Reproduce word for word the part of the article on uses for TMS below, from "Although it still" up to and including "reduce anxiety symptoms.".

## [DOCUMENT PASSAGE]
——
Beyond Depression: Other Uses for TMS

Transcranial magnetic stimulation (TMS) is an FDA-approved treatment for depression that is long-lasting and doesn’t involve any medication. It’s especially …

Transcranial magnetic stimulation (TMS) is an FDA-approved treatment for depression that is long-lasting and doesn’t involve any medication. It’s especially effective for people with treatment-resistant depression who don’t find relief from standard antidepressants. A typical treatment course consists of 30 sessions of TMS, and can provide symptom relief that lasts for months. TMS is effective for over 50% of patients, making it one of the most effective treatment options for individuals with depression.

TMS works by transmitting magnetic pulses into the brain in a targeted area in order to stimulate or modulate neural activity. The process is non-invasive and simply involves applying a TMS machine to the scalp for a short period of time, typically just a few minutes. Additionally, the side effects are few and far between, with most patients reporting a knocking sensation or scalp sensitivity during treatment, and a mild headache that subsides quickly. Compared to conventional antidepressants, TMS is a game-changer for people struggling with depression.

Although it still isn’t widely known, TMS has been around for decades. Developed in the 80’s, the technology isn’t just used to treat depression. Let’s take a look at some of the other uses for TMS:

1. Anxiety

There’s substantial research that shows TMS is an effective treatment for anxiety disorders. Many anxiety disorders such as GAD and social anxiety disorders are related to hyperactivity in the amygdala, the part of the brain responsible for processing emotions. By targeting the amygdala, TMS can help lower neural activity to normal levels and reduce anxiety symptoms.

A large host of clinical studies have shown that TMS is a consistently effective treatment for generalized anxiety disorder, and it is commonly used to help people with many different forms of anxiety.


TMS can also be used to help patients with PTSD; there is a substantial body of evidence supporting TMS as a promising treatment for PTSD. Studies show that it is safe and effective, but more research is still needed to establish TMS as a PTSD treatment more firmly. As with other disorders, TMS is best recommended as a supplement to standard psychotherapy rather than a sole treatment.
——
## [PROVIDED DATA]
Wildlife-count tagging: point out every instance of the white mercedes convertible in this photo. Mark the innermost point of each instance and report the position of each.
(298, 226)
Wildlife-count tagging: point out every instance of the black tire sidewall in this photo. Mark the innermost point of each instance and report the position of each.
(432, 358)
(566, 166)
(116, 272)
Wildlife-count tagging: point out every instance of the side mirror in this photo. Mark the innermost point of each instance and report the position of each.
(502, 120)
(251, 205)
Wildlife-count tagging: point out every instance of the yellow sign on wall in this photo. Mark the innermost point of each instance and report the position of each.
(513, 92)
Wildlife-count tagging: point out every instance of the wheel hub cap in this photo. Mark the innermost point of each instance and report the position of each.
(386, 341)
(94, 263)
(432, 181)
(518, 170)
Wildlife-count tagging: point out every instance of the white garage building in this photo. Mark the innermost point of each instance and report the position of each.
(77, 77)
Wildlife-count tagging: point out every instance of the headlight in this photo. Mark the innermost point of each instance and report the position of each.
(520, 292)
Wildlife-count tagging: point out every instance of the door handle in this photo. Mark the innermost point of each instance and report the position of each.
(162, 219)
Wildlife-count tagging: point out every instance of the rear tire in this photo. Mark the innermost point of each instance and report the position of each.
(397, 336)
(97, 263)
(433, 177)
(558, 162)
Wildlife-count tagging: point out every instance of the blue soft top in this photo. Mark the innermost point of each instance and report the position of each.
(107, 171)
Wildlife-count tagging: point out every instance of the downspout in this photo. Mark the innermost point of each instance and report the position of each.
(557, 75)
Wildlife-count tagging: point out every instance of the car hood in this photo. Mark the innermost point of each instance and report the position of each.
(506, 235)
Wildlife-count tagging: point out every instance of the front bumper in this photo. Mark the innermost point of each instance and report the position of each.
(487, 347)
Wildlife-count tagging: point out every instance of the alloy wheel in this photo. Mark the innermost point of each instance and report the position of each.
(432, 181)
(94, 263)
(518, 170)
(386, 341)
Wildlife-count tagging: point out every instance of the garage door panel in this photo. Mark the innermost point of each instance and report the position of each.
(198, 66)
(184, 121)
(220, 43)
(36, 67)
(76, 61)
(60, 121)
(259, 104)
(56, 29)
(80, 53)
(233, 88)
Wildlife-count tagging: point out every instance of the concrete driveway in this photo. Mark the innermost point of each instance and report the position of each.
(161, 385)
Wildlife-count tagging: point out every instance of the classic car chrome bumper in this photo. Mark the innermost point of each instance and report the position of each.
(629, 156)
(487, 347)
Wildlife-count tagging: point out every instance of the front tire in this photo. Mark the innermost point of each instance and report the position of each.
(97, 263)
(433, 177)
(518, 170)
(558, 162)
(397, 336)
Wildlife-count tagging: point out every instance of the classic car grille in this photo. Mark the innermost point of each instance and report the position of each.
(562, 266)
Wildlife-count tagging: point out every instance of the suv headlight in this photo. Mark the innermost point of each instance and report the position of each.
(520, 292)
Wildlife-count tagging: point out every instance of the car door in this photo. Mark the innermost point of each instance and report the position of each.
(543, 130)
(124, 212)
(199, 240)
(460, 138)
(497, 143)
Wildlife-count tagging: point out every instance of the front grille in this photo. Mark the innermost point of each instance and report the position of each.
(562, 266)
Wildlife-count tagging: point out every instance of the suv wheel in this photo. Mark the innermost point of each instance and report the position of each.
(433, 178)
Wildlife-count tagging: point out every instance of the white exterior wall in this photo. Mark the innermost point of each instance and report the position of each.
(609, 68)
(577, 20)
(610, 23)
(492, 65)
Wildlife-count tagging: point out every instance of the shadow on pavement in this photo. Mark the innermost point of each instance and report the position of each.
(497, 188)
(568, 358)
——
## [OUTPUT FOR THIS TASK]
Although it still isn’t widely known, TMS has been around for decades. Developed in the 80’s, the technology isn’t just used to treat depression. Let’s take a look at some of the other uses for TMS:

1. Anxiety

There’s substantial research that shows TMS is an effective treatment for anxiety disorders. Many anxiety disorders such as GAD and social anxiety disorders are related to hyperactivity in the amygdala, the part of the brain responsible for processing emotions. By targeting the amygdala, TMS can help lower neural activity to normal levels and reduce anxiety symptoms.